*** Opening of Data for processing ***

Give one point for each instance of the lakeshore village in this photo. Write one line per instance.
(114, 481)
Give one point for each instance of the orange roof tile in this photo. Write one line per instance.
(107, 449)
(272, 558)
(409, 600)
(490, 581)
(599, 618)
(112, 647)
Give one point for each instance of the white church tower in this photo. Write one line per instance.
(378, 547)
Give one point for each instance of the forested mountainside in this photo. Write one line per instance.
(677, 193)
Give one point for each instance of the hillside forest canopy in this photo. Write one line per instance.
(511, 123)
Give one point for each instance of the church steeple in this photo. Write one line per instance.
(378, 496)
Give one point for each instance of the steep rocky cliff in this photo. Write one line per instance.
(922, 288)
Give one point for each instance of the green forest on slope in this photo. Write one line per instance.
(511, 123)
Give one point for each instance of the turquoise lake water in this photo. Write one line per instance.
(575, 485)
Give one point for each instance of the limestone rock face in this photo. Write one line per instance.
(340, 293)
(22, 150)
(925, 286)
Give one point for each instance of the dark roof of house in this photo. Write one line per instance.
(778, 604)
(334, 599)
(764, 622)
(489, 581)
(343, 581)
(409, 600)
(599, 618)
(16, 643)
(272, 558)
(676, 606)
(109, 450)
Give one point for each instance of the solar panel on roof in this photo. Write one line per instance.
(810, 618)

*** Close of Data for processing ***

> **What is required**: Extract the full set of entries word for word.

> **Solution below**:
Give one point for each instance of the lakeshore village in this photo. Write one line per instance.
(114, 481)
Give one point for each instance of the orange roof tile in this photo. Write one line per instance.
(107, 449)
(272, 558)
(409, 600)
(490, 581)
(599, 618)
(112, 647)
Give one point for each instance of the white church tower in this photo. Write one line per instance.
(378, 547)
Give one point for each instance of the forested mountainside in this photo. Write one line per instance.
(677, 193)
Give one point for each instance of the hillside forest canopy in this photo. Write one line per instance.
(511, 123)
Give one point for each instance of the church steeple in this photo. Write one line per instance.
(378, 496)
Give one point for each instance of the steep rocky cliff in this photo. Write one line per instance.
(922, 288)
Give one point for each instance of the green forest on slope in this photo. Write one line per instance.
(511, 123)
Give one point for each instance of the turquoise lake water in this photo. Write one line per instance.
(575, 485)
Give one point for each instance of the limestone rock face in this photo. Write one line per instance.
(340, 293)
(22, 150)
(925, 286)
Give one point for each instance of the dark roof of house in this photo. Write one line per instance.
(778, 604)
(334, 599)
(764, 622)
(489, 581)
(343, 581)
(409, 600)
(599, 618)
(16, 643)
(272, 558)
(676, 606)
(109, 450)
Give one point for each instance of the solar panel on roof in this photo. Write one line per instance.
(810, 618)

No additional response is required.